Begin

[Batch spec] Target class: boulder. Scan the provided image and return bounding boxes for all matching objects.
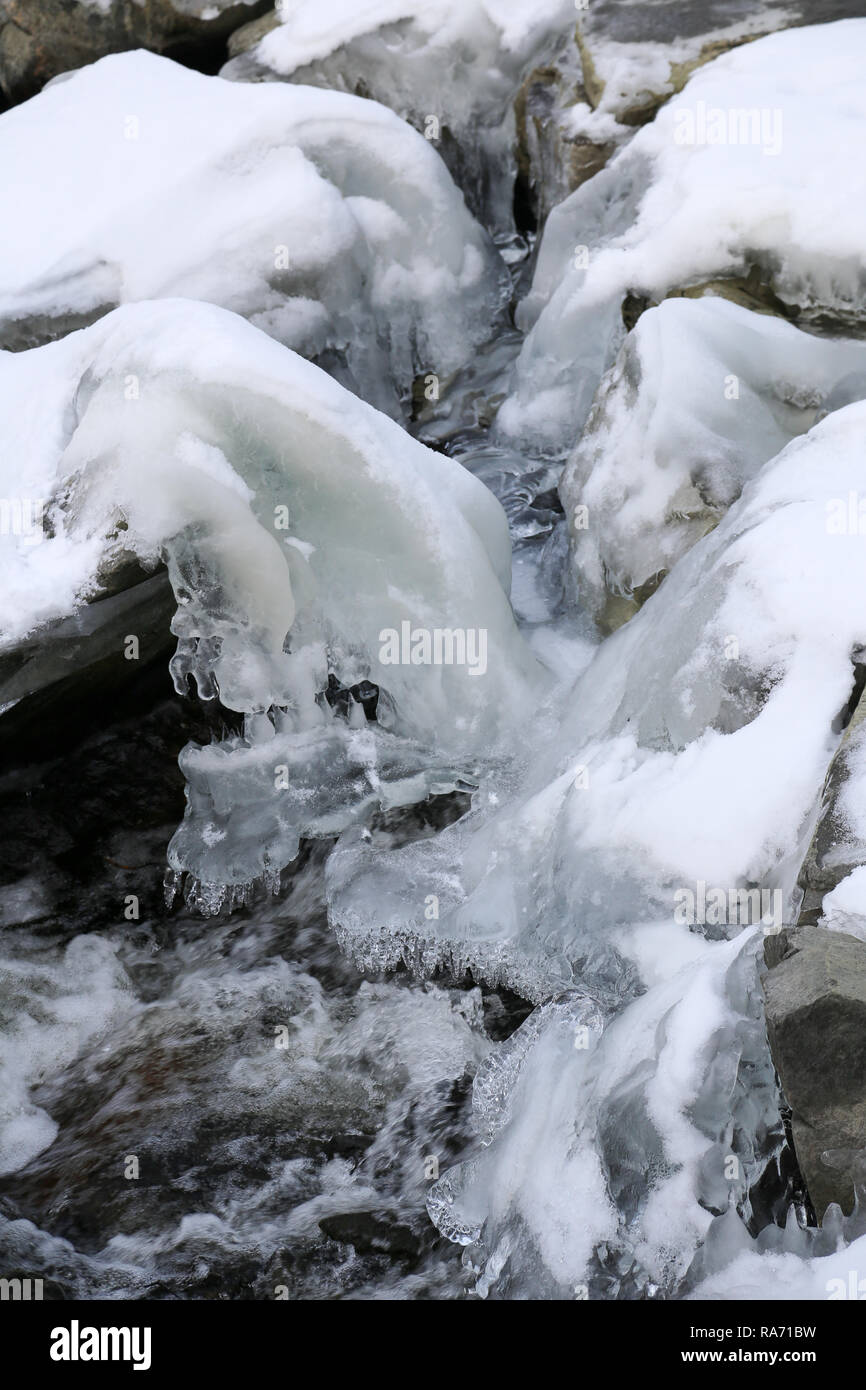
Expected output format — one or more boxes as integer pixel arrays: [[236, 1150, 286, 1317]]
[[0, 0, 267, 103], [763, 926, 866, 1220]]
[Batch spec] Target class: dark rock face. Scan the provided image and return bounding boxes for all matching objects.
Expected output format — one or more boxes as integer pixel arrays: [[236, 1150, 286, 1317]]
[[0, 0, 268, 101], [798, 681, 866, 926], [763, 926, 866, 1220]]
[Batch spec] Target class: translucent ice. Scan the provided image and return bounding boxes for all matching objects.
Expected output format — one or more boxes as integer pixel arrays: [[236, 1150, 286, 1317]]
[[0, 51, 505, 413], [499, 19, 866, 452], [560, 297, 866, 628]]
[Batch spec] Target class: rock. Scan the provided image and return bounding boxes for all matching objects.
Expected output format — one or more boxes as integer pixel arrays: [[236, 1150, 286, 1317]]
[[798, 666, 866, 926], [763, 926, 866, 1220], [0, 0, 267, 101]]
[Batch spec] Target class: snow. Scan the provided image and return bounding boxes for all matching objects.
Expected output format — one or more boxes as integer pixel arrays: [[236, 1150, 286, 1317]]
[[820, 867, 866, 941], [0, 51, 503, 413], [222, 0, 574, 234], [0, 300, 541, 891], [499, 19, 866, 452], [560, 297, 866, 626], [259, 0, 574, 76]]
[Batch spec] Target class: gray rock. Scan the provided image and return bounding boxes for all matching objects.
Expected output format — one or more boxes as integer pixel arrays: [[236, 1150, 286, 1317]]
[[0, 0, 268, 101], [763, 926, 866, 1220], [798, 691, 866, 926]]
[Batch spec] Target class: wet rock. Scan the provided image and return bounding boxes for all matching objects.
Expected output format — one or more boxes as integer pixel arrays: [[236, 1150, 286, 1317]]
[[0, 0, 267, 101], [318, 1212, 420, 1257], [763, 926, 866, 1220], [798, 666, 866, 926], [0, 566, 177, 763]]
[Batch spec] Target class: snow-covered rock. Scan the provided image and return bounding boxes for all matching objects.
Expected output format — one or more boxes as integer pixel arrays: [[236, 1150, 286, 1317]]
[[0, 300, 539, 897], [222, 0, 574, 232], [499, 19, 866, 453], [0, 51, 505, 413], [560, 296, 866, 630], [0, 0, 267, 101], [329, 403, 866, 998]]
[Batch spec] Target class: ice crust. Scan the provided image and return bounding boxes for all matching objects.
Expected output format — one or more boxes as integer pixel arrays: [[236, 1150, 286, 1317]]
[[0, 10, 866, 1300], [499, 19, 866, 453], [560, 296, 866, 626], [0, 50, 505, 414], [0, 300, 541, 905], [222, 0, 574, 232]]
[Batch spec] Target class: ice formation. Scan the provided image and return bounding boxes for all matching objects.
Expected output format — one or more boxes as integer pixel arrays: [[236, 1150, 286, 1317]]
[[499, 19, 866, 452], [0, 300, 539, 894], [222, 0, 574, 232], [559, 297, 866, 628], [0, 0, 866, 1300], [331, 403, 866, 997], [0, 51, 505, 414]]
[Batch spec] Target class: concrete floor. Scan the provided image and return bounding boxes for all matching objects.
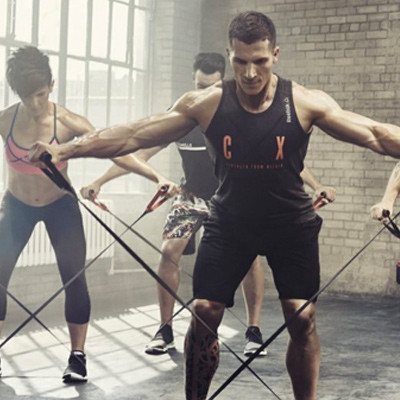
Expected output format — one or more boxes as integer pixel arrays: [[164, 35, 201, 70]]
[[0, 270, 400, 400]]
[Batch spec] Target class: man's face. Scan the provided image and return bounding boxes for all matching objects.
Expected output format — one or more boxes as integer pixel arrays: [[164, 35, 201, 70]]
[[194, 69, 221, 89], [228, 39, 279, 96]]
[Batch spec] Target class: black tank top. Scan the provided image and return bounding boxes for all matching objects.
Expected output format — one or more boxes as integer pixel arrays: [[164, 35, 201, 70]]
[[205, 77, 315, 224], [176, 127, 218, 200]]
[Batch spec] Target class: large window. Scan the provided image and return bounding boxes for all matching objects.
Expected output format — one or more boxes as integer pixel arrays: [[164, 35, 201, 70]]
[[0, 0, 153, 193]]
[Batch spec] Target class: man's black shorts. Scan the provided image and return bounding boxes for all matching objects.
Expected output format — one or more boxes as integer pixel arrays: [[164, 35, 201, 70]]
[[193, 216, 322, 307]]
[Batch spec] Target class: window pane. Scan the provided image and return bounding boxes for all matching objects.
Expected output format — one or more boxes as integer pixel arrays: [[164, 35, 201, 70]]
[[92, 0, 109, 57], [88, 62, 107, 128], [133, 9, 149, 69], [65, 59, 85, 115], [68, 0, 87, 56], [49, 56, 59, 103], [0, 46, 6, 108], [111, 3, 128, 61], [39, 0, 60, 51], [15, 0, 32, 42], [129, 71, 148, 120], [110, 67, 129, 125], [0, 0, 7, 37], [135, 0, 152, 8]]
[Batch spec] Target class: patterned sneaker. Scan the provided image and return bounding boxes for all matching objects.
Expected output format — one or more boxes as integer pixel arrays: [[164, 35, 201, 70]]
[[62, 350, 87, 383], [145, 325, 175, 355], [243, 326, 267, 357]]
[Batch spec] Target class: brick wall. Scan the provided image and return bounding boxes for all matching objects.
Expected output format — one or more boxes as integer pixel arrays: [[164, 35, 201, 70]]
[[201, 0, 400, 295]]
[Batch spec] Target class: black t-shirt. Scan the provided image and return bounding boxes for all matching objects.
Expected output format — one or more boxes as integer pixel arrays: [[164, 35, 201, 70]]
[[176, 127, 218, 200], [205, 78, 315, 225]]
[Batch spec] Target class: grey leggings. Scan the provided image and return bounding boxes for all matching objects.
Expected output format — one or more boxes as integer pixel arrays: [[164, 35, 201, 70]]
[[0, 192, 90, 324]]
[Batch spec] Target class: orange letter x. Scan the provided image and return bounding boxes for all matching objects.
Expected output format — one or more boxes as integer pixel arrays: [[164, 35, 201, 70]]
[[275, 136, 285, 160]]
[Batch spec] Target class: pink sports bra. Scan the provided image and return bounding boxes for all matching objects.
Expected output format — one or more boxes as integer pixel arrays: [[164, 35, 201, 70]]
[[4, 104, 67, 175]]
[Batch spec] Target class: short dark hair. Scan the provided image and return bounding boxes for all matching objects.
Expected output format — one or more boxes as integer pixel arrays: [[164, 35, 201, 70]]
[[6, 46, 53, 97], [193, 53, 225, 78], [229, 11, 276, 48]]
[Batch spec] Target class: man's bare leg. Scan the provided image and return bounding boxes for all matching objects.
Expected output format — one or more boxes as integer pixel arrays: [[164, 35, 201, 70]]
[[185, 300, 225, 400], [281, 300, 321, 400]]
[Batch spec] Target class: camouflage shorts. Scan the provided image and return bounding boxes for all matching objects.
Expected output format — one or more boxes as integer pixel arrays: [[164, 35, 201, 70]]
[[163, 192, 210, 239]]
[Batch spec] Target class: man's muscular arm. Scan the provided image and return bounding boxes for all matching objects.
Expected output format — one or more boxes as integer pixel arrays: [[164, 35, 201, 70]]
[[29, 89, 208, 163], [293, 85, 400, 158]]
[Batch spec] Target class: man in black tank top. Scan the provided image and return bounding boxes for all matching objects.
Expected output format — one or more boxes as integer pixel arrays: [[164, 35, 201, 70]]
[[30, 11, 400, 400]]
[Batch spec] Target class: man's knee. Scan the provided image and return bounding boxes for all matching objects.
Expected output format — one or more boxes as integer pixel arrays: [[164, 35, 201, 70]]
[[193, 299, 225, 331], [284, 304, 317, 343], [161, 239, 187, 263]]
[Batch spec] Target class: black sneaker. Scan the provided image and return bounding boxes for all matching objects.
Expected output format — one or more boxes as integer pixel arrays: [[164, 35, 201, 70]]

End

▶ Short task
Convert the data above into a Markdown table with the columns Row and Entry, putting each non-blank line in its own numbered row. Leave the pictures out of the table.

▶ Output of the exercise
| Row | Entry |
|---|---|
| 1 | [Batch spec] Target class: boulder. Scan the provided image and return bounding boxes for all matching objects. |
| 2 | Expected output format — one or more boxes as integer pixel arrays: [[236, 1150, 286, 1317]] |
| 3 | [[0, 0, 267, 103], [763, 926, 866, 1220]] |
| 4 | [Batch spec] Target class: dark rock face. Scan the provided image and return bounding boxes for all matching objects. |
| 5 | Expected output format — one or more boxes as integer pixel arrays: [[236, 1150, 286, 1317]] |
| 6 | [[0, 0, 268, 101], [798, 681, 866, 926], [763, 926, 866, 1220]] |
| 7 | [Batch spec] Target class: translucent ice. Scan the provided image and return bounding boxes for all matching objects. |
| 8 | Expected output format — one or more boxes as integer pixel arrays: [[236, 1150, 286, 1317]] |
| 9 | [[0, 51, 505, 413], [499, 19, 866, 452], [560, 297, 866, 628]] |
| 10 | [Batch spec] Target class: rock. Scan the provided image and return bounding boxes for all matching objects. |
| 11 | Expected output format — one or more boxes as integer pixel arrays: [[236, 1150, 286, 1317]] |
| 12 | [[798, 666, 866, 926], [763, 926, 866, 1220], [0, 0, 267, 101]] |
| 13 | [Batch spec] Target class: snow. Scan the provided image and return bounding boxes for all matching objects. |
| 14 | Expected output format — one or more boxes as integer pixel arrays: [[236, 1150, 286, 1317]] |
| 15 | [[820, 867, 866, 941], [0, 51, 503, 413], [222, 0, 574, 234], [0, 300, 541, 891], [499, 19, 866, 452], [560, 297, 866, 626], [259, 0, 574, 76]] |
| 16 | [Batch spec] Target class: gray rock. Scan the provided image and return bounding boxes for all matching objects. |
| 17 | Expected output format — one or more boxes as integer pixel arrays: [[236, 1150, 286, 1317]] |
| 18 | [[0, 0, 268, 101], [763, 926, 866, 1220], [798, 691, 866, 926]] |
| 19 | [Batch spec] Target class: wet rock. Scan the provided image and return bounding boxes for all matching objects. |
| 20 | Expected output format — one or more boxes as integer pixel arrays: [[236, 1150, 286, 1317]] |
| 21 | [[0, 0, 267, 101], [318, 1212, 420, 1257], [763, 926, 866, 1220], [798, 666, 866, 926], [0, 566, 177, 763]] |
| 22 | [Batch spec] Target class: snow-covered rock. Scan the provided image and return bounding boxes for all matching objects. |
| 23 | Expected output format — one or more boxes as integer pixel arrays: [[236, 1150, 286, 1317]] |
| 24 | [[0, 300, 539, 897], [222, 0, 574, 232], [499, 19, 866, 453], [0, 51, 505, 413], [560, 296, 866, 630], [0, 0, 267, 101], [329, 403, 866, 998]] |
| 25 | [Batch spec] Target class: ice crust. Scan the provided image and return bounding boxes for all matching objects. |
| 26 | Expected output format — one or more boxes as integer pixel arrays: [[236, 1150, 286, 1317]] |
| 27 | [[0, 10, 866, 1300], [499, 19, 866, 453], [560, 296, 866, 626], [0, 50, 505, 414], [0, 300, 541, 905], [222, 0, 574, 232]] |
| 28 | [Batch spec] Target class: ice formation. Scan the provided image and return bounding boxes for all matching objects. |
| 29 | Expected output format — one or more boxes as integer pixel arrays: [[236, 1150, 286, 1317]] |
| 30 | [[499, 19, 866, 452], [0, 300, 539, 894], [222, 0, 574, 232], [559, 297, 866, 628], [0, 0, 866, 1300], [331, 403, 866, 997], [0, 51, 505, 414]] |
| 31 | [Batch spec] Target class: concrete floor. Scan the provided image and return bounding boxes for all matching objects. |
| 32 | Expected output format — one or more boxes as integer pixel arrays: [[164, 35, 201, 70]] |
| 33 | [[0, 270, 400, 400]] |
| 34 | [Batch spec] Target class: man's face. Scan the provided image and return bounding boxes for all matching objects. |
| 35 | Expected output format — one or more boxes as integer pixel arrays: [[164, 35, 201, 70]] |
| 36 | [[194, 69, 221, 89], [228, 39, 279, 96]] |
| 37 | [Batch spec] Target class: black tank top. Scan the provided image and return bounding boxes for all matching objects. |
| 38 | Expected output format — one or more boxes as integer pixel arrays: [[164, 35, 201, 70]] |
| 39 | [[205, 77, 315, 224], [176, 127, 218, 200]] |
| 40 | [Batch spec] Target class: large window. Scan the provided image and return bounding boxes for all matching objects. |
| 41 | Expected output format — one or more boxes as integer pixel arrays: [[164, 35, 201, 70]] |
| 42 | [[0, 0, 153, 193]] |
| 43 | [Batch spec] Target class: man's black shorts. Scan the provided image and return bounding boxes for all matching objects. |
| 44 | Expected output format — one or more boxes as integer pixel arrays: [[164, 35, 201, 70]] |
| 45 | [[193, 216, 322, 307]] |
| 46 | [Batch spec] Target class: window pane. Scan the provided image and return bounding boxes for all matching objects. |
| 47 | Expected output format — one or more boxes as integer pixel arrays: [[164, 35, 201, 70]] |
| 48 | [[92, 0, 109, 57], [88, 62, 107, 128], [133, 9, 149, 69], [65, 59, 85, 115], [68, 0, 87, 56], [49, 56, 59, 103], [0, 46, 6, 108], [111, 3, 128, 61], [39, 0, 60, 51], [15, 0, 32, 42], [129, 71, 148, 120], [110, 67, 129, 125], [0, 0, 7, 37], [135, 0, 152, 8]] |
| 49 | [Batch spec] Target class: patterned sneaker. Scan the provided image and return bounding boxes for all matching objects. |
| 50 | Expected output format — one or more boxes as integer pixel arrays: [[164, 35, 201, 70]] |
| 51 | [[62, 350, 87, 383], [145, 325, 175, 355], [243, 326, 267, 357]] |
| 52 | [Batch spec] Target class: brick wall. Scan the provided image and return bounding boxes for all matching objects. |
| 53 | Expected output format — one or more boxes as integer pixel arrays: [[164, 35, 201, 70]] |
| 54 | [[201, 0, 400, 295]] |
| 55 | [Batch spec] Target class: black t-shirt. Scan the provided image and return bounding boxes for all matching objects. |
| 56 | Expected output format — one or more boxes as integer pixel arrays: [[164, 35, 201, 70]] |
| 57 | [[176, 127, 218, 200], [205, 78, 315, 225]] |
| 58 | [Batch spec] Target class: grey leggings. Scan the provided image and return bounding boxes for all matching objects. |
| 59 | Expected output format — one or more boxes as integer pixel arrays: [[164, 35, 201, 70]] |
| 60 | [[0, 192, 90, 324]] |
| 61 | [Batch spec] Target class: orange letter x. Scan the provided image and return bounding boxes for all matching objects. |
| 62 | Expected output format — one or more boxes as integer pixel arrays: [[164, 35, 201, 70]] |
| 63 | [[275, 136, 285, 160]] |
| 64 | [Batch spec] Target class: pink sports bra. Scan the provided image and return bounding boxes for all matching objects. |
| 65 | Expected output format — one or more boxes as integer pixel arrays: [[164, 35, 201, 70]] |
| 66 | [[4, 104, 67, 175]] |
| 67 | [Batch spec] Target class: short dark hair. Scan the provided image and return bounding boxes for all matching objects. |
| 68 | Expected output format — one or more boxes as integer pixel arrays: [[164, 35, 201, 70]] |
| 69 | [[6, 46, 53, 97], [193, 53, 225, 78], [229, 11, 276, 48]] |
| 70 | [Batch spec] Target class: man's bare leg. Scan the provided image and return bounding boxes for all matching objects. |
| 71 | Expected output format — one or more boxes as integer pixel arrays: [[164, 35, 201, 70]] |
| 72 | [[185, 300, 225, 400], [281, 300, 321, 400]] |
| 73 | [Batch spec] Target class: camouflage shorts. Scan the provided image and return bounding boxes for all matching objects. |
| 74 | Expected output format — one or more boxes as integer pixel arrays: [[164, 35, 201, 70]] |
| 75 | [[163, 192, 210, 239]] |
| 76 | [Batch spec] Target class: man's muscular arm. Scan the provided image and return bounding boxes for all matching objects. |
| 77 | Expected output format — one or more boxes as integer pixel arrays: [[164, 35, 201, 70]] |
| 78 | [[29, 89, 208, 163], [293, 85, 400, 158]] |
| 79 | [Batch spec] Target class: man in black tank top. Scan the provided image and return bounding boxes for all matching objects. |
| 80 | Expected output format — one or more boxes as integer pixel arrays: [[164, 35, 201, 70]] |
| 81 | [[30, 11, 400, 400]] |
| 82 | [Batch spec] Target class: man's knee. Scan the provided image and return bounding boxes for all matching objects. |
| 83 | Expected output format — one or more boxes as integer pixel arrays: [[164, 35, 201, 70]] |
| 84 | [[193, 299, 225, 331], [284, 304, 317, 343], [161, 239, 187, 263]] |
| 85 | [Batch spec] Target class: black sneaker. Scan the provided image and return bounding boxes for all matching objects. |
| 86 | Expected output format — one or more boxes as integer pixel arrays: [[164, 35, 201, 70]] |